Up to the line containing "of the floor", nothing is kept; from that line through the end of the data below, output every line exactly.

---------- EXTRACTED INFORMATION

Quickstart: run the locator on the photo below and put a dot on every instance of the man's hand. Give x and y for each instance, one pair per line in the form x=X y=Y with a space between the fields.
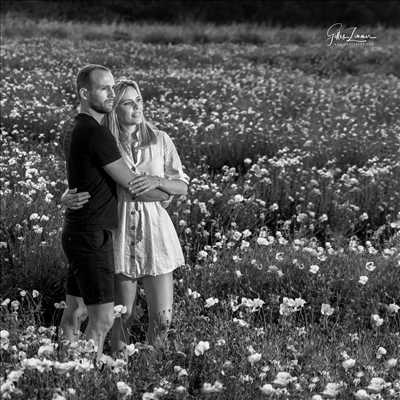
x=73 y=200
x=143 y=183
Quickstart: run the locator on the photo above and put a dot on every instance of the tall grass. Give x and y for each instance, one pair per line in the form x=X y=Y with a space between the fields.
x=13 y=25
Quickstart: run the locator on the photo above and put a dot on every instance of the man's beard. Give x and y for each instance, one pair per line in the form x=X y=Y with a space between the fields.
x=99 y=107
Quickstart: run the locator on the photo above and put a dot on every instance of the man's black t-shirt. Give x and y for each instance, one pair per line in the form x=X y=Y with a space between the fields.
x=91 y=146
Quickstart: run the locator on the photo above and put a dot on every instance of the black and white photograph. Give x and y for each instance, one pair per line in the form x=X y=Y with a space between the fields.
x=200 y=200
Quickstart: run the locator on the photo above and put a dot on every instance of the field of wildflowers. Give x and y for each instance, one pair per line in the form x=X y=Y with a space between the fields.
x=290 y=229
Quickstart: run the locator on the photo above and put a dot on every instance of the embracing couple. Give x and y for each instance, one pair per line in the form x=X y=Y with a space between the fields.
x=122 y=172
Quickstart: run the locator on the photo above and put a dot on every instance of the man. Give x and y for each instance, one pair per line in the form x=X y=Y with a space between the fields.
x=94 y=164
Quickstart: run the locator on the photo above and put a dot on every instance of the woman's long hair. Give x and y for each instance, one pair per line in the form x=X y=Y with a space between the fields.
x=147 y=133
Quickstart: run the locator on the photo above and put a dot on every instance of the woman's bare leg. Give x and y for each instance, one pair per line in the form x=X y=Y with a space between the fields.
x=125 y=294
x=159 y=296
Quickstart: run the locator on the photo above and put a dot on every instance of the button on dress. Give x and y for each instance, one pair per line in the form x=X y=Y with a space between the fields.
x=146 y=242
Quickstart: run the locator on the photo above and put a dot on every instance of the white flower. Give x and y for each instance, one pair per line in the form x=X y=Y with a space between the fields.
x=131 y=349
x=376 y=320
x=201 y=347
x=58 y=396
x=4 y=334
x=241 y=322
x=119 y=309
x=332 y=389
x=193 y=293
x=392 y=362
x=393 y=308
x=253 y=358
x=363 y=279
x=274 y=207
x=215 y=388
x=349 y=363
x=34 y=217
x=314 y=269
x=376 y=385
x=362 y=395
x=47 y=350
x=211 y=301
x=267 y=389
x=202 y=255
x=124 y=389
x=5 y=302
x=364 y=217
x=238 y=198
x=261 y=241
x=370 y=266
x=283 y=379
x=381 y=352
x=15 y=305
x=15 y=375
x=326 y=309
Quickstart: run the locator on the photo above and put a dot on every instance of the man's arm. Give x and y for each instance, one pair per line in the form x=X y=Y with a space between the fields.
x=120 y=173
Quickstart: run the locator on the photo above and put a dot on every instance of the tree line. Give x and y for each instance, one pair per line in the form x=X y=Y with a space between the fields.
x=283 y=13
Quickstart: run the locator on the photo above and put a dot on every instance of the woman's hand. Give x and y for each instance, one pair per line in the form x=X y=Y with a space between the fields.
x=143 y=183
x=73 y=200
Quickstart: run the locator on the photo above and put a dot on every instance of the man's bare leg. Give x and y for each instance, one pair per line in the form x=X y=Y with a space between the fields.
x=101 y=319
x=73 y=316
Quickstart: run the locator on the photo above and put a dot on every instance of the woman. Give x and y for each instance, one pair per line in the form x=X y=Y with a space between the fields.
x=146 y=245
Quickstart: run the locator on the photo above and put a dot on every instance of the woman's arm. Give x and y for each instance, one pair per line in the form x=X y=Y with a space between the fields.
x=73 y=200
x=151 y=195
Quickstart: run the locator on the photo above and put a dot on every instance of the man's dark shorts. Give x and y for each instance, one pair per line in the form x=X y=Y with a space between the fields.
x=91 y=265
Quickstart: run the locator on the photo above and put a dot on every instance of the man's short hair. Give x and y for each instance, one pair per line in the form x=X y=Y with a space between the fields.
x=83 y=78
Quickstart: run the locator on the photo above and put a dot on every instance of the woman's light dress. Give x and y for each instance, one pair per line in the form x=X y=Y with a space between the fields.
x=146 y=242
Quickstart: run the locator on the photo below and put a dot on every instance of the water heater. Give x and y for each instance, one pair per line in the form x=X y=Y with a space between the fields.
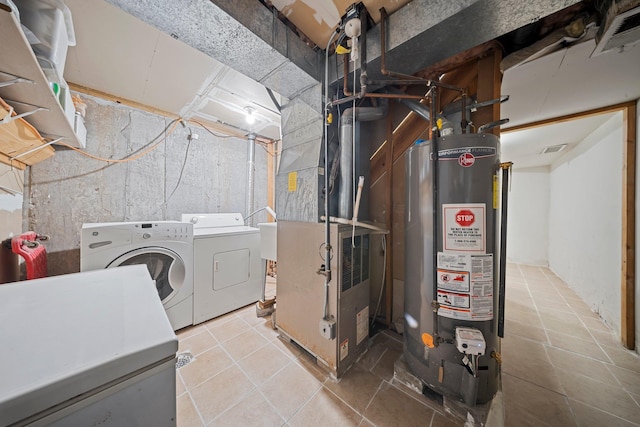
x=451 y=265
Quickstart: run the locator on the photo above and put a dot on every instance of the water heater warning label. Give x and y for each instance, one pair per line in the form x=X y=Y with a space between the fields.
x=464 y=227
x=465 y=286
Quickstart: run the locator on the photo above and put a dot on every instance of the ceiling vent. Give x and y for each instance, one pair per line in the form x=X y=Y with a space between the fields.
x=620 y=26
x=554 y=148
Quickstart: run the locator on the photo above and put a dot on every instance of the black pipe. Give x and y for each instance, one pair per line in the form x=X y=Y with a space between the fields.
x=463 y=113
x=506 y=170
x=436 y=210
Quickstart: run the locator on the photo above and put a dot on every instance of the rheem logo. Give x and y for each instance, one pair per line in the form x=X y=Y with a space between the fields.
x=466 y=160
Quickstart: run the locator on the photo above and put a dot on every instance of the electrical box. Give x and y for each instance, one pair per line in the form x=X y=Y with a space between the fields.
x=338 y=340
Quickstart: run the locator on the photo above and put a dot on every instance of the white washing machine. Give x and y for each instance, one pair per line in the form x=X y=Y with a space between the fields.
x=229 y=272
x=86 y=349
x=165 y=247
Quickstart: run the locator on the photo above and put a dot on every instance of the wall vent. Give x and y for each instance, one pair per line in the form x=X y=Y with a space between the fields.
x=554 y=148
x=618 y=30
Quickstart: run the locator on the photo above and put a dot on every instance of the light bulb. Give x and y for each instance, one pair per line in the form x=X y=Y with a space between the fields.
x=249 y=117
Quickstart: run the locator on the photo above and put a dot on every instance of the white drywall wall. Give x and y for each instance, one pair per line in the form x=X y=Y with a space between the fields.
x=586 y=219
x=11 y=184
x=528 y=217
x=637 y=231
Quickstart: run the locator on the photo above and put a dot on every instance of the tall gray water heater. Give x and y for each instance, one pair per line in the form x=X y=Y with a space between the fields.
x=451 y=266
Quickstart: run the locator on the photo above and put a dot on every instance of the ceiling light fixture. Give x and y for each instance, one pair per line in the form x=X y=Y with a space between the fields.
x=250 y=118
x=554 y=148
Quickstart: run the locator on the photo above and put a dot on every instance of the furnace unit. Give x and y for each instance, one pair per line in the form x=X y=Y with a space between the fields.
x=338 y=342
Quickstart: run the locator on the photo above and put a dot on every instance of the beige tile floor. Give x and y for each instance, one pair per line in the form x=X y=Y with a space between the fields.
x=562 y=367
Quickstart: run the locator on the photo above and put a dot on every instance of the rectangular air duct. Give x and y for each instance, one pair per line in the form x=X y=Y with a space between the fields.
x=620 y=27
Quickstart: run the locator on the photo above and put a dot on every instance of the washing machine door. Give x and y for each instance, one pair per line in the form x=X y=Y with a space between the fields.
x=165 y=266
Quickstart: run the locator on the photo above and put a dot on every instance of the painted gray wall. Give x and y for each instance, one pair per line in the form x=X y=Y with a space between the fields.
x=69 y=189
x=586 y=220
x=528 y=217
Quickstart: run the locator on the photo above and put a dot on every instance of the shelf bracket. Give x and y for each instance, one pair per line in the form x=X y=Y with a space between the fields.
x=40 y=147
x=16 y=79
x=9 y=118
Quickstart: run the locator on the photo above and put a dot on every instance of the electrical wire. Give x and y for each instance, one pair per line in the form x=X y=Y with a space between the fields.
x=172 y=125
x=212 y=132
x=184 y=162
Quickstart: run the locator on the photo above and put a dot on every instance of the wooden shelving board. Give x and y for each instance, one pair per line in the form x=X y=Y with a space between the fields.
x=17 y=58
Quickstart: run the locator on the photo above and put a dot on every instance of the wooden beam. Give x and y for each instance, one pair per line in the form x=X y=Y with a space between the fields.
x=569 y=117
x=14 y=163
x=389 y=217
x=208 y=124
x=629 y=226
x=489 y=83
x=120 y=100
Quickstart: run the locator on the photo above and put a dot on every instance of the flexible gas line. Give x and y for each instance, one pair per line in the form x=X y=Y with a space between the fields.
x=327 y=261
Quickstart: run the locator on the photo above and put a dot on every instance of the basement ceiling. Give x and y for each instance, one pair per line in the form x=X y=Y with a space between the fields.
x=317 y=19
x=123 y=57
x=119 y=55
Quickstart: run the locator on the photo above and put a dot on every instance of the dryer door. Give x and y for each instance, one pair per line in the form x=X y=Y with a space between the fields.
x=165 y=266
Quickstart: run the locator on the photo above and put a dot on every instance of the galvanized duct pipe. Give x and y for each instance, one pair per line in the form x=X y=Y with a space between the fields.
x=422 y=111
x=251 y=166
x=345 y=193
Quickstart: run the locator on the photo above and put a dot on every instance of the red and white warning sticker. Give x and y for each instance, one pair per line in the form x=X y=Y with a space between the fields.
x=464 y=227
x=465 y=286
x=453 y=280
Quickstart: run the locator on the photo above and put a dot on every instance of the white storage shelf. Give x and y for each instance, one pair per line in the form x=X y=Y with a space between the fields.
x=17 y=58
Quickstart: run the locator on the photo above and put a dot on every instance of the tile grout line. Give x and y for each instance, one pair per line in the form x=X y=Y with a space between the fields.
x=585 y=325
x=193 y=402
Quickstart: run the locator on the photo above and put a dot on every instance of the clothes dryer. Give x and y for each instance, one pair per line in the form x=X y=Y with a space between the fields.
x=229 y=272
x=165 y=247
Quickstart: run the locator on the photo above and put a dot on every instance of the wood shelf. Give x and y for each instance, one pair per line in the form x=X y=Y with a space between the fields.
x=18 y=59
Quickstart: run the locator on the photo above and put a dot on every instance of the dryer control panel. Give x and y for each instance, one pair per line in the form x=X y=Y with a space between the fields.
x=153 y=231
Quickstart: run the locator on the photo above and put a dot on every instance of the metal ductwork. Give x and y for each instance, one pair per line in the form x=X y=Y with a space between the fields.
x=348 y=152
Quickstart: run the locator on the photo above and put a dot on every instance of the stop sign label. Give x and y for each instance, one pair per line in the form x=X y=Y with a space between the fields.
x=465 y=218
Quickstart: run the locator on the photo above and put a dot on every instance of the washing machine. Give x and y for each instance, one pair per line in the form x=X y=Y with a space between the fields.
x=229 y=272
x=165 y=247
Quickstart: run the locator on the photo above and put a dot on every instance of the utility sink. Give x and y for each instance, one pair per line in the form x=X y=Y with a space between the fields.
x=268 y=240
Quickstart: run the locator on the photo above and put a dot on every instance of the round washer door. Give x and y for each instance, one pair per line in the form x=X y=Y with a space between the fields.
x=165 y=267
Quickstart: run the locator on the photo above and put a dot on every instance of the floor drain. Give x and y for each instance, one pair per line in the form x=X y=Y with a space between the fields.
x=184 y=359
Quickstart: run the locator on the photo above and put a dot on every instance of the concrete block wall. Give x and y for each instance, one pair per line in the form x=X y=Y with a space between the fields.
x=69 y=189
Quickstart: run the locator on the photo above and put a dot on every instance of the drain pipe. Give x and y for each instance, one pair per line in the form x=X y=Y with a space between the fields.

--------------------

### RESULT OF THIS TASK
Quickstart: run the locator on the photo above and put a dot on every instance of the floor drain. Give x and y for each instance, one pair per line in the form x=X y=Y with a space between the fields.
x=184 y=359
Quickstart: run the locator on the photo above and put a dot on every instance of the concrete block wall. Give x and y for each instance, one pair per line in the form x=X y=Y with a space between the fields.
x=69 y=189
Quickstart: run the locator on the photo above and put a dot on every instance of the drain pipe. Give x and y for each instance, one pair per line in the form x=X y=Y with a space between the fields.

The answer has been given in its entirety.